**What the task requires:** Return each line of the material verbatim.
****************************************
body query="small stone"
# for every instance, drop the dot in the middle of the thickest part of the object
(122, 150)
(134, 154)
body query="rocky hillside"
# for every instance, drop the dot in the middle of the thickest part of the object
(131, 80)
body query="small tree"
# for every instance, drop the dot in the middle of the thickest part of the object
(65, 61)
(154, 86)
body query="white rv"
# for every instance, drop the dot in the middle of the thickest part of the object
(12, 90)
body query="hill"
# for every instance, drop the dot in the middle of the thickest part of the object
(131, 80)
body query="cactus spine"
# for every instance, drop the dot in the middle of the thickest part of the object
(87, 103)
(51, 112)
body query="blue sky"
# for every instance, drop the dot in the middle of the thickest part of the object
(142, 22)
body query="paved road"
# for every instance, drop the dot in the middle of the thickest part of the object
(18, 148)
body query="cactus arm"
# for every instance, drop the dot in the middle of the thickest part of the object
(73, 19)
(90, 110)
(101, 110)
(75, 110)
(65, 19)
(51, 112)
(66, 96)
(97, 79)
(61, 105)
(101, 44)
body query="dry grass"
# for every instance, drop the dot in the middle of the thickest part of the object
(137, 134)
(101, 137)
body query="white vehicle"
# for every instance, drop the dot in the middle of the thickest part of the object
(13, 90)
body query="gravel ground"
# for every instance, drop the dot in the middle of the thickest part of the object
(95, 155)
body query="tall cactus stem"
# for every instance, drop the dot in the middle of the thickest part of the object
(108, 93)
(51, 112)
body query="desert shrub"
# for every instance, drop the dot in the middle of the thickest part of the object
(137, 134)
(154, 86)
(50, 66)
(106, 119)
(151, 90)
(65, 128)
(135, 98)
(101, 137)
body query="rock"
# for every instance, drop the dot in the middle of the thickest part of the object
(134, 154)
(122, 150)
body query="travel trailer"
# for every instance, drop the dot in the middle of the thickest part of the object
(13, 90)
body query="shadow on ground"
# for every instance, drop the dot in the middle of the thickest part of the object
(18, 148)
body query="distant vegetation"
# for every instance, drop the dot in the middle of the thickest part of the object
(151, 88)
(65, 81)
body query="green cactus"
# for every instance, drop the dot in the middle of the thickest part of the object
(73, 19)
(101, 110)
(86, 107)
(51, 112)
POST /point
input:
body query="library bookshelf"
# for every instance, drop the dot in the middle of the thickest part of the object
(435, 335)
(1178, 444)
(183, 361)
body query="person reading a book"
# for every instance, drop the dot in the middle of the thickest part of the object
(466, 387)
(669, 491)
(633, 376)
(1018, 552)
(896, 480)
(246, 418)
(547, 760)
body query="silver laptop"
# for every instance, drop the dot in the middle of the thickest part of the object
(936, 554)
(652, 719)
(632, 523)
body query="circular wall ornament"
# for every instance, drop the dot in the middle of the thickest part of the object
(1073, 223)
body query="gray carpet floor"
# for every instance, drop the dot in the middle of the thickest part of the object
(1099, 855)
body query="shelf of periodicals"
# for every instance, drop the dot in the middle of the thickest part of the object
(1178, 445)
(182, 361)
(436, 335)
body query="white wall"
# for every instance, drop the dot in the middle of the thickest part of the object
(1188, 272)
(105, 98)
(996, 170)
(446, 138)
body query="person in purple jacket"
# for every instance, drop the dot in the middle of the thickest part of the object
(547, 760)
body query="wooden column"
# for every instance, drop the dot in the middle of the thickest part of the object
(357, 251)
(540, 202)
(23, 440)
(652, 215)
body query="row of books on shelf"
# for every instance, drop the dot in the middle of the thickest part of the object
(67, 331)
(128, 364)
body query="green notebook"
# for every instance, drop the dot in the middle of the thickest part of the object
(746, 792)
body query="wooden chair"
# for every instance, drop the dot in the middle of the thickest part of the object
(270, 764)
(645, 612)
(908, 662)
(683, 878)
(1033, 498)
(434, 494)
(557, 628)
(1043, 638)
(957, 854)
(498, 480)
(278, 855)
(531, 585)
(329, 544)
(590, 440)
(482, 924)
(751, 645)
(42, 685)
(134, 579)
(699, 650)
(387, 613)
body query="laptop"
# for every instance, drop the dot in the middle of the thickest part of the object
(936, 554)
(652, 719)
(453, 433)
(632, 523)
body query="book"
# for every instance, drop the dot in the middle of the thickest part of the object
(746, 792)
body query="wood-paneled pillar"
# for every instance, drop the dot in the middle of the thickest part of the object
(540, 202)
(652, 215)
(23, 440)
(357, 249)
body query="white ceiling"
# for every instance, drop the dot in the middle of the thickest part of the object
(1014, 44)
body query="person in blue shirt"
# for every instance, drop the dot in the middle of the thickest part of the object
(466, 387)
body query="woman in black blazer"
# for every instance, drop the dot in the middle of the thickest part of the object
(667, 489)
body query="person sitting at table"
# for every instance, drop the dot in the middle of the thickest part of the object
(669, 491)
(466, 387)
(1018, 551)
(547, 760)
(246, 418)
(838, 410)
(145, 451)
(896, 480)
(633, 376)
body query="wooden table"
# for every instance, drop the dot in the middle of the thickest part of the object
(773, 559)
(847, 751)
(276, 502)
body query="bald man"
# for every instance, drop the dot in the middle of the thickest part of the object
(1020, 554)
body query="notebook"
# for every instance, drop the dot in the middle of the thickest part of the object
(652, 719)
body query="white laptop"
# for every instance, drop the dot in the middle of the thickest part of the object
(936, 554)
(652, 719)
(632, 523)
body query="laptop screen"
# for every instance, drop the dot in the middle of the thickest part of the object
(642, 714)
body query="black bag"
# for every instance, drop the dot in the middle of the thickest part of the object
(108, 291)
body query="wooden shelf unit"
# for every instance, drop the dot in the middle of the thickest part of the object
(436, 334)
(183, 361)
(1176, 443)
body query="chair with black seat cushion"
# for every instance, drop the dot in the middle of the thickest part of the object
****************************************
**Response below:**
body query="small stone"
# for every instance, drop the dot in the middle of the thickest part of the object
(122, 150)
(134, 154)
body query="rocky hillside"
# for every instance, drop the dot in the middle of the thickest part of the object
(131, 80)
body query="small tree"
# for every instance, drop the dot in the middle of the thickest part of the object
(65, 61)
(154, 86)
body query="white rv"
# for every instance, drop the dot in the middle of the thickest part of the object
(12, 90)
body query="hill"
# for every instance, drop the dot in the middle of the thickest part of the object
(131, 80)
body query="cactus spine"
# for every instance, drop the dot in the middle of the thickest part of the object
(87, 103)
(51, 112)
body query="blue sky"
# for every instance, drop the dot in the middle of the thickest part of the object
(142, 22)
body query="paved road"
# for every instance, drop the dot in the middle of the thickest part of the object
(18, 148)
body query="cactus arm"
# for every instance, drop the dot in the middle of the thickest part of the object
(73, 19)
(90, 110)
(101, 110)
(75, 110)
(65, 19)
(51, 112)
(66, 96)
(97, 79)
(61, 105)
(101, 44)
body query="dry grass"
# for every instance, drop the dot in the middle of the thickest part of the object
(137, 134)
(101, 137)
body query="white vehicle"
# for every instance, drop the dot in the middle of the thickest part of the object
(13, 90)
body query="gravel ground"
# for every instance, drop the dot in the middle of the thickest part of the object
(95, 155)
body query="tall cactus stem"
# for every instance, drop the dot in the middle of the thickest part of the object
(108, 93)
(51, 112)
body query="desert shrub"
# for every instance, drop the dot in the middle of the thickest part of the object
(137, 134)
(154, 86)
(50, 66)
(106, 119)
(151, 90)
(65, 128)
(135, 98)
(101, 137)
body query="rock"
# for every instance, drop the dot in the middle of the thickest part of the object
(134, 154)
(122, 150)
body query="travel trailer"
# for every instance, drop the dot in the middle of the thickest part of the object
(13, 90)
body query="shadow on ground"
# for every instance, drop the dot in the middle of the thickest part of the object
(18, 148)
body query="distant vegetation"
# for every instance, drop the dot in the middle of the thickest part of the object
(151, 88)
(65, 81)
body query="green cactus"
# for every instance, drop the dot in the middle of the thickest part of the object
(73, 19)
(101, 110)
(86, 107)
(51, 112)
POST /point
input:
body query="library bookshelf"
# for every instance, drop the dot in the middle of the thickest part of the object
(435, 335)
(1178, 444)
(183, 361)
body query="person reading a book"
# for every instance, drop the dot in the middle of the thickest part of the object
(466, 387)
(669, 491)
(633, 376)
(1018, 552)
(896, 480)
(246, 418)
(547, 760)
body query="silver laptop"
# for every instance, drop the dot in the middle of the thickest part of the object
(936, 554)
(652, 719)
(632, 523)
body query="circular wall ornament"
# for every instance, drop the dot in the middle of the thickest part of the object
(1073, 223)
body query="gray carpet floor"
# for every instance, drop the dot in the middle of the thickest part of the object
(1099, 855)
body query="shelf of periodicals"
# for every instance, drop the dot in the middle of the thickest part of the object
(1178, 445)
(182, 361)
(436, 335)
body query="white wall"
# for every instance, drop the dot in the middle of the thickest part of the object
(1188, 272)
(105, 98)
(996, 170)
(446, 138)
body query="person in purple jacket"
# for every instance, drop the dot in the middle of the thickest part of the object
(547, 760)
body query="wooden column"
# for every instance, drop the dot in the middle of the thickest part of the object
(357, 251)
(540, 202)
(23, 440)
(652, 215)
body query="row of books on shelf"
# for every instance, drop the dot in the middle of the thickest part of the object
(67, 331)
(128, 364)
body query="green notebook"
# for every instance, drop the dot in the middle of the thickest part of the object
(746, 792)
body query="wooden chair"
# for every instance, drop the dot in the middle of the thickest part of the object
(270, 764)
(645, 612)
(908, 662)
(683, 878)
(1033, 498)
(434, 494)
(557, 628)
(1043, 638)
(957, 854)
(498, 480)
(278, 855)
(531, 585)
(329, 544)
(590, 440)
(482, 924)
(751, 645)
(42, 685)
(134, 579)
(699, 650)
(387, 613)
body query="laptop"
# for every instance, drop the dot in the middle of the thickest part of the object
(936, 554)
(652, 719)
(453, 433)
(632, 523)
body query="book"
# for every instance, drop the dot in the middle of the thickest part of the object
(746, 792)
body query="wood-paneled pillar"
# for every instance, drop the dot in the middle of the thickest part of the object
(540, 202)
(652, 215)
(23, 440)
(357, 249)
body query="white ceiling"
# for every instance, drop the dot in the middle of the thickest part of the object
(1014, 44)
body query="person in blue shirt"
# for every instance, drop the dot in the middle of the thickest part of the object
(466, 387)
body query="woman in black blazer"
# for every instance, drop the dot in the middle of the thickest part of the object
(667, 489)
body query="person sitting at table"
# for every instance, drop the dot in the middle of the thickest part of the object
(669, 491)
(466, 387)
(1018, 551)
(547, 760)
(246, 418)
(838, 410)
(145, 451)
(896, 480)
(633, 376)
body query="wooden table"
# for every instance, drop the dot in the middle of the thickest part of the object
(773, 559)
(847, 751)
(276, 502)
body query="bald man"
# for every instance, drop the dot in the middle of the thickest part of the object
(1020, 554)
body query="notebook"
# for every instance, drop the dot in the middle of the thickest part of the object
(652, 719)
body query="white laptop"
# for every instance, drop the dot in the middle of the thickest part of the object
(936, 554)
(652, 719)
(632, 523)
body query="laptop screen"
# for every instance, drop the dot in the middle of the thickest part of the object
(642, 714)
body query="black bag"
# for every instance, drop the dot in the middle of the thickest part of the object
(108, 291)
body query="wooden shelf unit"
# for every instance, drop the dot in the middle of the thickest part of the object
(436, 334)
(183, 361)
(1176, 443)
body query="chair with black seat cushion"
# for every instance, drop the dot in the middle of the thickest part of the object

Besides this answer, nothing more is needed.